→ **What you have to do**
In the article on the UK government's new risk advisory committee, what body did the British government appoint last month?

Many hailed the UK government’s new risk advisory committee as a challenge to the ‘cotton wool culture’. It is nothing of the sort.

Angus Kennedy

Topics Politics

Last month, the British government appointed a Risk and Regulation Advisory Council (RRAC). This move is part of UK prime minister Gordon Brown’s enthralling programme designed to ensure that ‘policymaking benefited from a fuller and more rounded consideration of public risk’. He specifically wants this rounded consideration to be applied ‘even when facing pressures to react to events’ (1). What does this really mean?

Currently, it seems that every new risk that is identified, no matter how minor, has to be responded to with some new moralising campaign or draconian measure to restrict our liberties further. Even when civil liberties are not directly affected, excessive safety regulation can make normal parts of everyday life – like the humble school trip – impractical. And when government is not directly involved, companies still feel obliged to warn us about dangers that should be self-evident to any sensible person – like those coffee cups that tell us the ‘contents may be hot’.

→ **Supplied information**
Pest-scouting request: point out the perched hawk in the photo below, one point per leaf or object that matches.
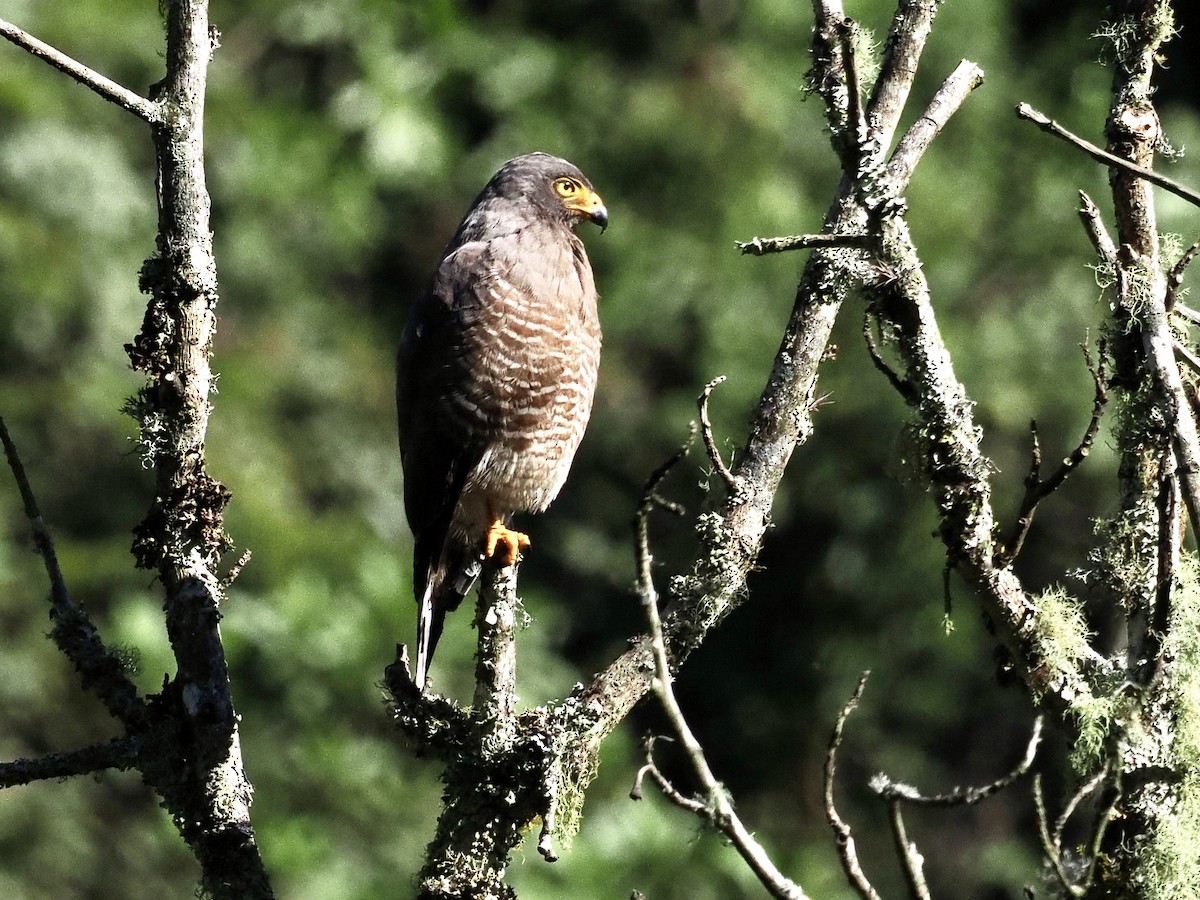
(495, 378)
---
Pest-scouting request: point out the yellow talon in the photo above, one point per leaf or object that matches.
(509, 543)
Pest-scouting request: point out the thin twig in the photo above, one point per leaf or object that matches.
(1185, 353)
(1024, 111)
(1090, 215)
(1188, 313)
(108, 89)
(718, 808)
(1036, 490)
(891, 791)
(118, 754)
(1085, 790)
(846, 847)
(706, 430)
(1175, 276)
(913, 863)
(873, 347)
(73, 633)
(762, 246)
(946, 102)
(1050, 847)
---
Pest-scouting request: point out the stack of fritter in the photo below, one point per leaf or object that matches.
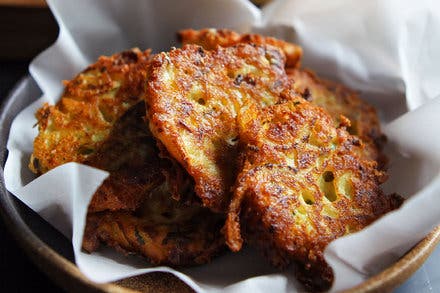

→ **Solution to this exercise**
A Risk and Regulation Advisory Council (RRAC).